> _Document section_
--- START ---
While housing and jobs improve as the economy gets going, equities move in anticipation of better times to come. For proof, see the double-digit gains the S&P 500 posted this year.

The "strengthening economy" theme, though, is already played out. Standard & Poor's says that U.S. shares are likely to keep climbing, but only by a modest 7% or so by late 2014.

Why? Valuations "are definitely not compelling," says Sam Stovall, chief equity strategist for S&P Capital IQ. The price/earnings ratio for equities jumped from a not-exactly-cheap 19 in January to 22, based on five years of average profits.

A rising P/E reflects higher expectations. Investors are paying more for stocks because they think earnings will grow even faster. To make money in this market, your stocks have to deliver profits. Or you must go with cheaper shares that have a greater margin for error.

THE STRATEGY: Add a foreign accent

In an increasingly expensive market, look for bargains. U.S. and international equities used to trade at similar levels, but today overseas stocks are about 20% cheaper based on five-year average profits. Says Paul Zemsky, chief investment officer for multi-asset strategies at ING Investment Management: "Europe is just beginning its recovery and is a lot less expensive than the U.S."


Boost your bet on Europe. Zemsky recommends increasing your foreign-equity stake by five to 10 percentage points. So if you normally keep 25% of your stock portfolio abroad, sell some of your domestic holdings, which have had a remarkable five-year run, and raise your foreign weighting up to 35%.

You can use Money 70 pick Dodge & Cox International (Avg. P/E: 14.3), with more than 75% of its assets in Europe. For an even more targeted approach, go with Vanguard FTSE Europe ETF (Avg. P/E: 14.2).

THE STRATEGY: Focus on revenue

As the economy accelerates, trim your exposure to defensive areas such as consumer stocks and utilities. Stick instead with sectors likely to see rising global demand, says R.W. Baird strategist William Delwiche.
--- END ---
> _Data excerpts_
--- START ---
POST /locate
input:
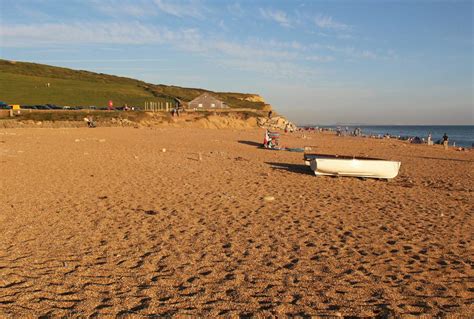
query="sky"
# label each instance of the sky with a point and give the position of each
(316, 62)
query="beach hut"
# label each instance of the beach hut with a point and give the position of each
(206, 101)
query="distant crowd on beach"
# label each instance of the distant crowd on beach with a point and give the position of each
(345, 131)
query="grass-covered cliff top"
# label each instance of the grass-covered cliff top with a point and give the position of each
(26, 84)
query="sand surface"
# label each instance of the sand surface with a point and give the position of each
(102, 222)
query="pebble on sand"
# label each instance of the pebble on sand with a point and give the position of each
(268, 198)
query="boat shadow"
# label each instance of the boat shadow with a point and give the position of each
(294, 168)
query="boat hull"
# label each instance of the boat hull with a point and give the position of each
(356, 167)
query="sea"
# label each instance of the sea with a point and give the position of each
(459, 135)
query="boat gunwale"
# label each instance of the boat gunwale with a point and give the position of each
(311, 156)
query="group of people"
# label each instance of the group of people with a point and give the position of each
(176, 111)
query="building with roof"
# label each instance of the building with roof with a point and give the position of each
(206, 101)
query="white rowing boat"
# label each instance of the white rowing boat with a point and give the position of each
(335, 165)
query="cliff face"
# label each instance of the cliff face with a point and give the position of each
(255, 98)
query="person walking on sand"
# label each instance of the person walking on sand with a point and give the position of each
(445, 141)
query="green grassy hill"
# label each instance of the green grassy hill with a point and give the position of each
(26, 84)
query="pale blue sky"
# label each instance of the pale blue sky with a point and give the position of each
(374, 62)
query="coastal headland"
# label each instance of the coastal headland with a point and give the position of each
(175, 221)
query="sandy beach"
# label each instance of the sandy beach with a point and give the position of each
(171, 221)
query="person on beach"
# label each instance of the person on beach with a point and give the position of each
(429, 140)
(445, 141)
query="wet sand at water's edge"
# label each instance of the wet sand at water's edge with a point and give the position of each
--- END ---
> _Written problem_
Which people are named in the investing article above, and what role does it give each of them?

> _Expected output_
- Sam Stovall: chief equity strategist for S&P Capital IQ
- Paul Zemsky: chief investment officer for multi-asset strategies at ING Investment Management
- William Delwiche: R.W. Baird strategist